▶ _What to do_
Transcribe each record exactly, but omit pictures.

▶ _Extracted entries_
<<<<
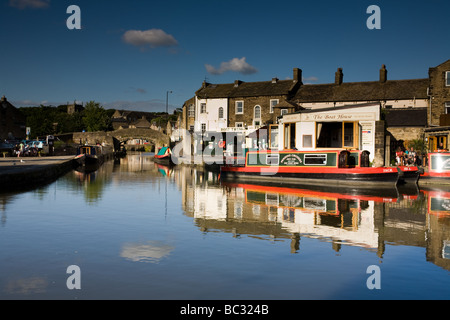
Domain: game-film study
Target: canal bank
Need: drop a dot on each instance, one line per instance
(25, 173)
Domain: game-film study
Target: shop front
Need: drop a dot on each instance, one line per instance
(347, 127)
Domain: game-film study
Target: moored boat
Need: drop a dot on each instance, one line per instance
(438, 170)
(319, 167)
(408, 174)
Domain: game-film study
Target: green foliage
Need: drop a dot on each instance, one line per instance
(45, 120)
(96, 118)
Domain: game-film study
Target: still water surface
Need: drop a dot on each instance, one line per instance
(139, 231)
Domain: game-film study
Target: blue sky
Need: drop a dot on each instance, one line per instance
(128, 54)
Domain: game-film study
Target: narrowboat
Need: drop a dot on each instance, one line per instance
(164, 157)
(438, 201)
(89, 157)
(438, 170)
(324, 167)
(408, 174)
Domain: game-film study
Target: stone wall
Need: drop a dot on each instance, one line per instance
(440, 92)
(406, 133)
(249, 110)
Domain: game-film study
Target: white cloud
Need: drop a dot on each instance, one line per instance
(153, 38)
(23, 4)
(235, 64)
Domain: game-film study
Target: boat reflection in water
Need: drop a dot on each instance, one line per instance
(320, 213)
(363, 218)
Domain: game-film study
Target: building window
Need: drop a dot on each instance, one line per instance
(257, 116)
(239, 107)
(273, 103)
(447, 108)
(307, 141)
(191, 111)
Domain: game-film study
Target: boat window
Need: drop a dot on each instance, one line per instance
(348, 134)
(315, 204)
(315, 159)
(272, 159)
(272, 199)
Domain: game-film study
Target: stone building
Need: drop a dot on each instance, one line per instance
(410, 108)
(438, 133)
(12, 121)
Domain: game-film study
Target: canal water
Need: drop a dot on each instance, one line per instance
>>>>
▶ _Exercise result_
Domain: game-film study
Target: canal bank
Need: drop a dot on each instance, one line per instance
(25, 173)
Domain: game-film study
Target: shop front
Need: drop a dot on each instance, one line per instance
(347, 127)
Domain: game-film study
Target: moored boat
Need: drop a dot on each instance, one line per instance
(438, 170)
(319, 167)
(408, 174)
Domain: game-film study
Target: green foliage
Need: drop a dot on each instance, one line per instance
(45, 120)
(96, 118)
Domain: game-film study
Target: still water surface
Need: drop a dot on each instance, one line per instance
(139, 231)
Domain: game-film study
Target: blue sky
Need: drop a dot on each instance, one line per instance
(128, 54)
Domain: game-film study
Target: narrowboat
Need: drop a dot on each instance, one line per instance
(164, 157)
(438, 201)
(89, 157)
(438, 170)
(324, 167)
(408, 174)
Domain: game-film study
Target: stone wall
Need: drop a dot on each instance, one line per instance
(440, 92)
(406, 133)
(249, 110)
Domain: game-film study
Target: white cloud
Need: drop a dot on each instance, one line per instance
(153, 38)
(23, 4)
(235, 64)
Domain: game-film study
Target: boat reflection in water
Need: drop a dot on each instance, one line per instance
(320, 213)
(363, 218)
Domain: game-film study
Target: building window
Need: drop a dot on each instance, one line per instance
(257, 116)
(239, 107)
(273, 103)
(447, 108)
(307, 141)
(191, 111)
Domain: game-film study
Target: boat window
Need: drop a dot on each instance, one line per instance
(348, 134)
(315, 204)
(315, 159)
(272, 159)
(272, 199)
Domain: game-film study
Target: stone building
Need: drop a dot on each instance, one line per instance
(410, 108)
(438, 133)
(12, 121)
Domain: game-film study
Target: canal water
Need: drop a dot on each instance, one line per instance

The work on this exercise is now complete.